-- Material for this task follows --
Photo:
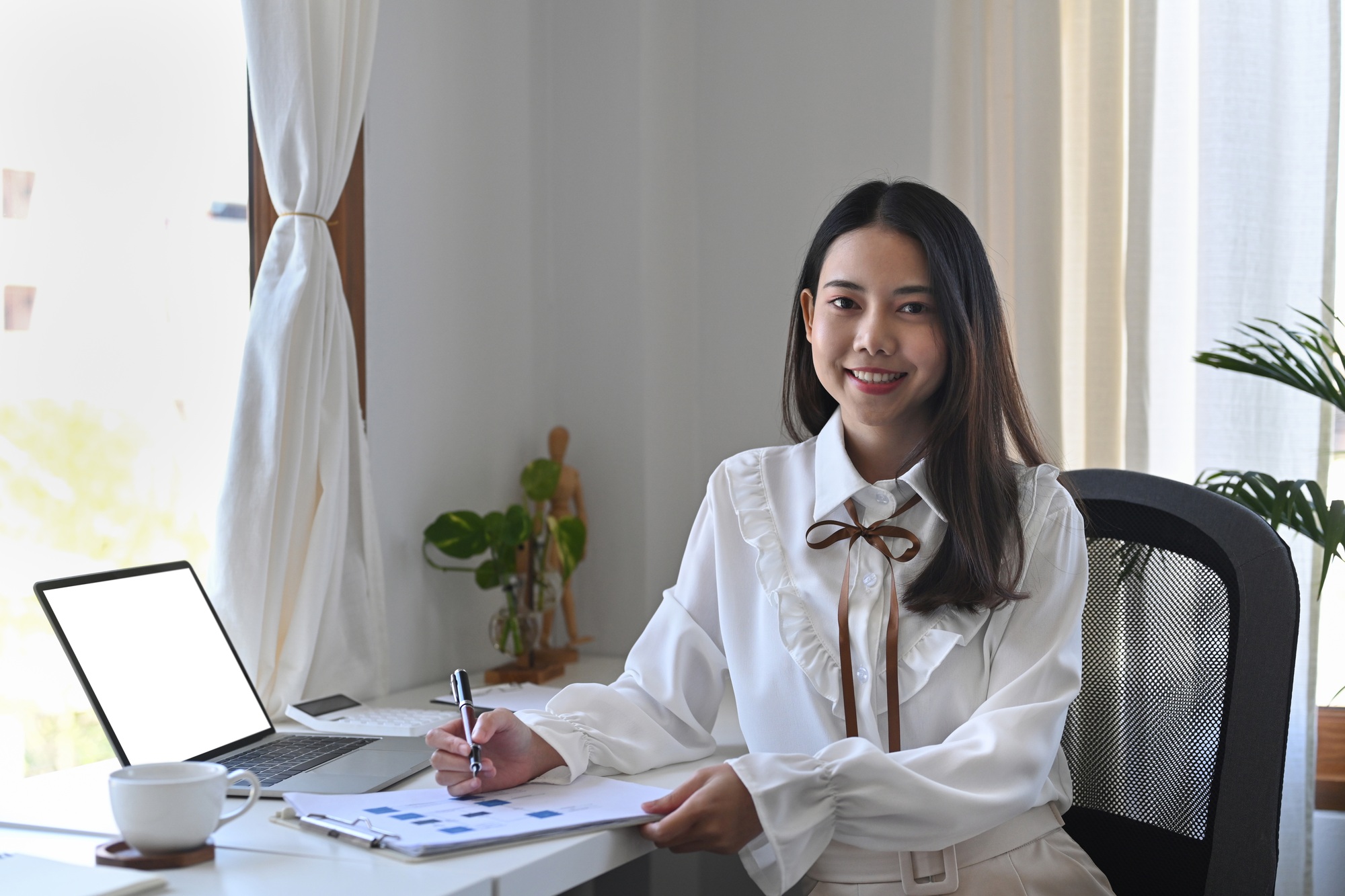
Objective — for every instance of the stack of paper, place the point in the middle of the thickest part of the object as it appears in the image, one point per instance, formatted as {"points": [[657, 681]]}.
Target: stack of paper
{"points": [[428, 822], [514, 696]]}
-- Material for this task concluded --
-- Material for this task follows --
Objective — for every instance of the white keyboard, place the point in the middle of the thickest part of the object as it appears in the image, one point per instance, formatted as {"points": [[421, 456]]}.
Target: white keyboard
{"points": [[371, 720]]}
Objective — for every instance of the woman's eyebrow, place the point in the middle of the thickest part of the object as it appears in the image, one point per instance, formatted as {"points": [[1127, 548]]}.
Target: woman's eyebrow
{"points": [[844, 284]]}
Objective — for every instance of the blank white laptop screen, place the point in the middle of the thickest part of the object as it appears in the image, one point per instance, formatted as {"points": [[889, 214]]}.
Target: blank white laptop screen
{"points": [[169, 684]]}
-- Material for this task concluded --
Once you have located every line with the word "appears" in the material above, list those lines.

■ **Problem solution**:
Objective — for every instance of the stack of paper, place the point in the middle of the thickest part of the object as it appears in the image, one point per instance, formatted as {"points": [[657, 681]]}.
Objective — for every instance of the white keyboard, place the point in the middle of the thickest part of the object as it appears in the image, one point per instance, formatted as {"points": [[421, 456]]}.
Objective — for every instance of the woman's eyebrow, place the point in the middle of the thickest part of the object as it appears in the image, one point per instance, formatted as {"points": [[1127, 548]]}.
Objective — for every instance of the blank white laptop screen, place the point in the middle of the thickest part of the object as it appears in the image, one point per instance, formatted as {"points": [[889, 214]]}.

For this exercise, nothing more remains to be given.